Extract provided —

════════════════

Stages of meiotic prophase in A. inornata. Germinal bed stained with DAPI (blue), anti-SYCP3 (magenta) and telomere FISH (yellow). Stages were assigned based on SYCP3 staining pattern, telomere position and cell size. Representative examples for (A) pre-leptotene, (B) late leptotene/early zygotene, (C) zygotene, (D) pachytene, and (E) early diplotene. The diplotene nucleus is outlined with a dashed white line in the DAPI image. Scale bars: 2 µm. Schematics of prophase nuclei at the respective stages are shown to the right of the microscopic images showing DNA in blue, telomeres in yellow and SYCP3 in magenta.

Fig. 3.

Distribution of oocytes across prophase I in hatchlings and adults. Meiotic stages were assigned based on anti-SYCP3 staining and telomere localization in newly hatched and adult A. inornata (solid blue) and A. neomexicana (striped). Number of oocytes assigned to specific stages: 211 (hatchling A. inornata), 480 (hatchling A. neomexicana), 26 (adult A. inornata), 332 (adult A. neomexicana). Absolute numbers of oocytes in each class are shown in parentheses.

Fig. 4.

Rad51 localization in oocytes. Germinal beds from bisexual A. inornata (A) and parthenogenetic A. neomexicana (B) were stained with DAPI (blue), anti-Rad51 (yellow) and telomere FISH (magenta). Telomere bouquets are indicated with white arrows. The chromosome internal arrays of telomeric sequence found on 13 chromosomes in A. neomexicana do not contribute to the meiotic bouquet. Scale bars: 2 µm.

Fig. 5.

Structured illumination microscopy (SIM) of SYCP3 threads resolves lateral elements on paired chromosomes. (A) Germinal beds were stained with anti-SYCP3 and the same oocytes were imaged by confocal microscopy (left) and SIM (right). The boxed areas in each image are shown enlarged below the main images. (B) Examples of oocytes with unpaired, partially paired and fully paired chromosomes from A. inornata hatchling. (C) Unpaired and partially paired chromosomes from A. neomexicana hatchling. (D) Example of partially paired chromosomes from an adult A. neomexicana. (E) Quantification of pairing in hatchling A. inornata (solid blue bar; n=85), hatchling (light blue stripes; n=115) and adult (dark blue stripes; n=33) A. neomexicana. Scale bars: 2 µm.

Fig. 6.

DNA content analysis for pachytene-like and diplotene oocytes. (A) DNA content analysis of pachytene-like oocytes based on SYCP3 and telomere localization. DNA content was measured based on nuclear DAPI fluorescence for each oocyte relative to at least three surrounding stromal cells assumed to be in G1/G0. DNA content differences are not significant [P=0.585 one-way analysis of variance (ANOVA) test]. Germinal beds were isolated from hatchling of A. inornata (bisexual) and A. neomexicana (parthenogenetic). (B) Image cytometry as in A for early diplotene oocytes identified based on cell morphology and size, as well as absence of anti-SYCP3 staining and telomere clustering. DNA content differences between the two species are highly significant [P<2×10⁻¹⁶ one-way analysis of variance (ANOVA) test].

════════════════

Dataset content —
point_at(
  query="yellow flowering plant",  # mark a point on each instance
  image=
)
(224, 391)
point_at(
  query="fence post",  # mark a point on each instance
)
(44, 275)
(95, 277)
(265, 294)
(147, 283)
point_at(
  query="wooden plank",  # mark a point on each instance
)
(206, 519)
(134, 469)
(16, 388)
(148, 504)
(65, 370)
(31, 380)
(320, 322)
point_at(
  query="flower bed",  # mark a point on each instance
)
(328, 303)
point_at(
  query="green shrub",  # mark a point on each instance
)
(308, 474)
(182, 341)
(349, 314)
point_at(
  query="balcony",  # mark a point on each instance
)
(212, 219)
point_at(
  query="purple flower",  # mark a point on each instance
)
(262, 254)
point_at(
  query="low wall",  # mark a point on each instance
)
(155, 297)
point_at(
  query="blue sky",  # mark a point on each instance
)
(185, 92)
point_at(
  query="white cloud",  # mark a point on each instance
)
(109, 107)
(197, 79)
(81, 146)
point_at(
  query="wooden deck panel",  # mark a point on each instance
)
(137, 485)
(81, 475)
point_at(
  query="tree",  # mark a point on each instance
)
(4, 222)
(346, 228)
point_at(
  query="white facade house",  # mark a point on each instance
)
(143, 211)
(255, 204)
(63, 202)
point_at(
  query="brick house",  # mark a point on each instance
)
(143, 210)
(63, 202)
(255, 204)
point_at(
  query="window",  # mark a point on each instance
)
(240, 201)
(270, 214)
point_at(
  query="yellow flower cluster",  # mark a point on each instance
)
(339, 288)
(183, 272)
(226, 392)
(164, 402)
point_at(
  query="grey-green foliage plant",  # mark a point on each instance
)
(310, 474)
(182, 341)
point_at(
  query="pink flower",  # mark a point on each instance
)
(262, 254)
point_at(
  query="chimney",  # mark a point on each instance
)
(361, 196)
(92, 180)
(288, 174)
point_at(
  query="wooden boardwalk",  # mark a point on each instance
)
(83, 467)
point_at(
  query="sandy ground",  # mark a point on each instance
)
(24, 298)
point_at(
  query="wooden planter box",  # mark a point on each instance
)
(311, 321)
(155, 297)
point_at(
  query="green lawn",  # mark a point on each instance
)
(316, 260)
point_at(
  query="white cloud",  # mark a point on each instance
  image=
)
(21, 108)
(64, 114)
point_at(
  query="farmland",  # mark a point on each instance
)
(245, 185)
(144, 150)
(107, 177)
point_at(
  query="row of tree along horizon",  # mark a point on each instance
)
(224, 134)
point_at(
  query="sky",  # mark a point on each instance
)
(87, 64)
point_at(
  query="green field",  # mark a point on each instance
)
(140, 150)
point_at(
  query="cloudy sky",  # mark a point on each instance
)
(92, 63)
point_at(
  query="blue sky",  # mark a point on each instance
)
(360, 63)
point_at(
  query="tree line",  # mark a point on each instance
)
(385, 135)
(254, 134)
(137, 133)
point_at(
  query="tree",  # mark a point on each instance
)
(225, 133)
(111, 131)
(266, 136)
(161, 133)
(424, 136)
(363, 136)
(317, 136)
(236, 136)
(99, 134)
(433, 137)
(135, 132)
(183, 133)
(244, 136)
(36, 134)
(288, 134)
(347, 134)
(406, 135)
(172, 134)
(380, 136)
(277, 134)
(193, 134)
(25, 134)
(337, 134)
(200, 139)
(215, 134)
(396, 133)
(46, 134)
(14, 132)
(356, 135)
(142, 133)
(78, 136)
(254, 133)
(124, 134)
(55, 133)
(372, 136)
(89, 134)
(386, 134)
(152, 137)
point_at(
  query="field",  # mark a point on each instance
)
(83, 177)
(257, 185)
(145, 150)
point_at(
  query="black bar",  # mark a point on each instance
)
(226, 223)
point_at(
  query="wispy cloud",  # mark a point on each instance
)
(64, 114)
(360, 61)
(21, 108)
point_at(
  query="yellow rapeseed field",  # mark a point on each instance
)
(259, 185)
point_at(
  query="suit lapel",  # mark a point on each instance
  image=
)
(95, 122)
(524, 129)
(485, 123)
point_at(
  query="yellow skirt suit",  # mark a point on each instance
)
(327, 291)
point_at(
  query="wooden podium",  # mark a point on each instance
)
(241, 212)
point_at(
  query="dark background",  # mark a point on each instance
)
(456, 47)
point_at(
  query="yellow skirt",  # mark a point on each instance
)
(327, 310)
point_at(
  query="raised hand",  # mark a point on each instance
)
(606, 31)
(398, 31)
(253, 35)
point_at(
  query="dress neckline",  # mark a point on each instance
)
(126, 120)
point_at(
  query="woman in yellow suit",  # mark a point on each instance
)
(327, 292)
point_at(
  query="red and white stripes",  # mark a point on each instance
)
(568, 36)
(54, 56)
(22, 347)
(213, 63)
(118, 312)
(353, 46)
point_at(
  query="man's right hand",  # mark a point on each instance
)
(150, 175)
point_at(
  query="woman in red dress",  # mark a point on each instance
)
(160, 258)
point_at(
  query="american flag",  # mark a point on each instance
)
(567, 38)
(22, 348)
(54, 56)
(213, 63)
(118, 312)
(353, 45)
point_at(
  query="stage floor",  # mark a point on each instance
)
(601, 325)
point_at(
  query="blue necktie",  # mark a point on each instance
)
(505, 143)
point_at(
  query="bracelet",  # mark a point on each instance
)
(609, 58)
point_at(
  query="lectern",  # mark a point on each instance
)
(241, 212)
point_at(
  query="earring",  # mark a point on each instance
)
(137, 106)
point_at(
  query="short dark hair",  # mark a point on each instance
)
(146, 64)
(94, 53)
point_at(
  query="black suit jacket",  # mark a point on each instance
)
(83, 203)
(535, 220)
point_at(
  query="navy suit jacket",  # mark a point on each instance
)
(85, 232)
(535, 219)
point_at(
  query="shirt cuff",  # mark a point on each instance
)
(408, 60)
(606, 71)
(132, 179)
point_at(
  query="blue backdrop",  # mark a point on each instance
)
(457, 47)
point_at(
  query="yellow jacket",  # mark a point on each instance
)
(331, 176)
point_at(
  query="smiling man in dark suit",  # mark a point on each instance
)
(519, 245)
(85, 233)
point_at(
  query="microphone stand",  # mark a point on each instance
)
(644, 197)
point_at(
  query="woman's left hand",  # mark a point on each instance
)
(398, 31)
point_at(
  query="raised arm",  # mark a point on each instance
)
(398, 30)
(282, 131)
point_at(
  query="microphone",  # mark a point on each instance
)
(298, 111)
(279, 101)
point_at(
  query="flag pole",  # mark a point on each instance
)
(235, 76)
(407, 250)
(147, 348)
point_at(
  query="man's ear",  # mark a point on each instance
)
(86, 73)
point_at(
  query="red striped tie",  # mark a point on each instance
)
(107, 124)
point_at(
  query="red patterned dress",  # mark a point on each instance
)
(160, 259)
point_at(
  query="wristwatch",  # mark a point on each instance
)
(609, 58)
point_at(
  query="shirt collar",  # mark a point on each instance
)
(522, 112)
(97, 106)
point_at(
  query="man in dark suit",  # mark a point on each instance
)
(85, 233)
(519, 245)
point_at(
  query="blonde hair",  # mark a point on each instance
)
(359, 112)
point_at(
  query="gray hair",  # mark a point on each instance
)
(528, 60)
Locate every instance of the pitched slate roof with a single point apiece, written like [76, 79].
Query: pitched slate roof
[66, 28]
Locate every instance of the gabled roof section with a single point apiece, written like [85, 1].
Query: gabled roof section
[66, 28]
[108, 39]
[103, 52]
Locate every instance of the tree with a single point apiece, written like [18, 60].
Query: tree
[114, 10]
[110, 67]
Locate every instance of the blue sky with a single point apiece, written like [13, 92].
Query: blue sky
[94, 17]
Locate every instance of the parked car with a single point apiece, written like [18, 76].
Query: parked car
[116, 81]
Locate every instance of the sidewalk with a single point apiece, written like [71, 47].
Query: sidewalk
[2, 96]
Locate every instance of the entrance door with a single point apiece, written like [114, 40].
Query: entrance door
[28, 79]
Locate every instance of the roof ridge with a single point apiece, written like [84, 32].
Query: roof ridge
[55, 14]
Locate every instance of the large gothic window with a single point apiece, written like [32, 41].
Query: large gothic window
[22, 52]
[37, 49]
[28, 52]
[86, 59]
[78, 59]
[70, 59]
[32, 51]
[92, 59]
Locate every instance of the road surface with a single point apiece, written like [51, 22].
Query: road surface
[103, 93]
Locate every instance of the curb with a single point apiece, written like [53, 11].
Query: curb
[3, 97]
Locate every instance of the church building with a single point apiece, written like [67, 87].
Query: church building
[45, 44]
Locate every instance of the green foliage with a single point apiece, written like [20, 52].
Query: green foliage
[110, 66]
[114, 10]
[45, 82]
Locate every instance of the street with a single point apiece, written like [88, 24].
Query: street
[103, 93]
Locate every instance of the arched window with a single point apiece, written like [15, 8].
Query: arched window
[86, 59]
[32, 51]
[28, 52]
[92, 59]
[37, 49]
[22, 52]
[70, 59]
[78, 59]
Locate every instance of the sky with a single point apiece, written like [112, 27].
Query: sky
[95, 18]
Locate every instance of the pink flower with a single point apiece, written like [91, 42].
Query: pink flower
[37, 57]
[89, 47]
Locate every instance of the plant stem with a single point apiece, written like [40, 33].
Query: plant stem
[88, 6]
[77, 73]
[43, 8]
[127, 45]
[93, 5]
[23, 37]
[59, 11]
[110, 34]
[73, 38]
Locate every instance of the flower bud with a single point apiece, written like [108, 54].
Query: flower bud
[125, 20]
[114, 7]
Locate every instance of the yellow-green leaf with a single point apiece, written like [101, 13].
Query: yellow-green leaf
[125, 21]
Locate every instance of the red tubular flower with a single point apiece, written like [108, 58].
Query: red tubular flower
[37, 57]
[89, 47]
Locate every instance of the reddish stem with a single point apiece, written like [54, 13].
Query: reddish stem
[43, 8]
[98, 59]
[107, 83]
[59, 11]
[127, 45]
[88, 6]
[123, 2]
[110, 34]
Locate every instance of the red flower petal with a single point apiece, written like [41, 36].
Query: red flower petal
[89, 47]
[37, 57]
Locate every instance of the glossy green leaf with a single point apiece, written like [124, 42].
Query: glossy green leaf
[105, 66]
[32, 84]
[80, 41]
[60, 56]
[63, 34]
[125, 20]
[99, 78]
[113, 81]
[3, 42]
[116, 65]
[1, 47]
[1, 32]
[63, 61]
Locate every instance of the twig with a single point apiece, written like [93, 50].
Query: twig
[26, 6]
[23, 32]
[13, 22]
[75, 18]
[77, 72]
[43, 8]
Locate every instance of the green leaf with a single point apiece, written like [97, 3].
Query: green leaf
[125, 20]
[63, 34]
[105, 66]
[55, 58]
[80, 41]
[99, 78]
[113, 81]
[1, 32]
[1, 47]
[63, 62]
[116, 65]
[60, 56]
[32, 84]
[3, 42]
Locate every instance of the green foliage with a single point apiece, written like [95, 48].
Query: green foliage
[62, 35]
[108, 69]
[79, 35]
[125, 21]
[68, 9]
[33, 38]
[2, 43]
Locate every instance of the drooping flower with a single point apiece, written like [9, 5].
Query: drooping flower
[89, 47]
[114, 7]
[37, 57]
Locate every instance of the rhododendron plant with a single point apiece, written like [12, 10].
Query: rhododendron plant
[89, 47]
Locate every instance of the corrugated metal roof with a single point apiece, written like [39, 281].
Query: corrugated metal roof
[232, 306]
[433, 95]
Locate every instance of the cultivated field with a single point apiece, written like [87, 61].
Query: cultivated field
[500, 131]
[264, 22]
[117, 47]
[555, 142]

════════════════

Work to complete —
1. Answer these questions using the figure captions:
(a) How many oocytes from hatchling A. neomexicana were assigned to specific stages?
(b) In the Rad51 staining, what color marks the telomere FISH?
(c) What P value is given for the DNA content differences in pachytene-like oocytes?
2. Repeat the figure captions word for word from "DNA content analysis for" to "[P<2×10⁻¹⁶ one-way analysis of variance (ANOVA) test].".

Expected results —
1.
(a) 480
(b) Magenta
(c) P=0.585

2.
DNA content analysis for pachytene-like and diplotene oocytes. (A) DNA content analysis of pachytene-like oocytes based on SYCP3 and telomere localization. DNA content was measured based on nuclear DAPI fluorescence for each oocyte relative to at least three surrounding stromal cells assumed to be in G1/G0. DNA content differences are not significant [P=0.585 one-way analysis of variance (ANOVA) test]. Germinal beds were isolated from hatchling of A. inornata (bisexual) and A. neomexicana (parthenogenetic). (B) Image cytometry as in A for early diplotene oocytes identified based on cell morphology and size, as well as absence of anti-SYCP3 staining and telomere clustering. DNA content differences between the two species are highly significant [P<2×10⁻¹⁶ one-way analysis of variance (ANOVA) test].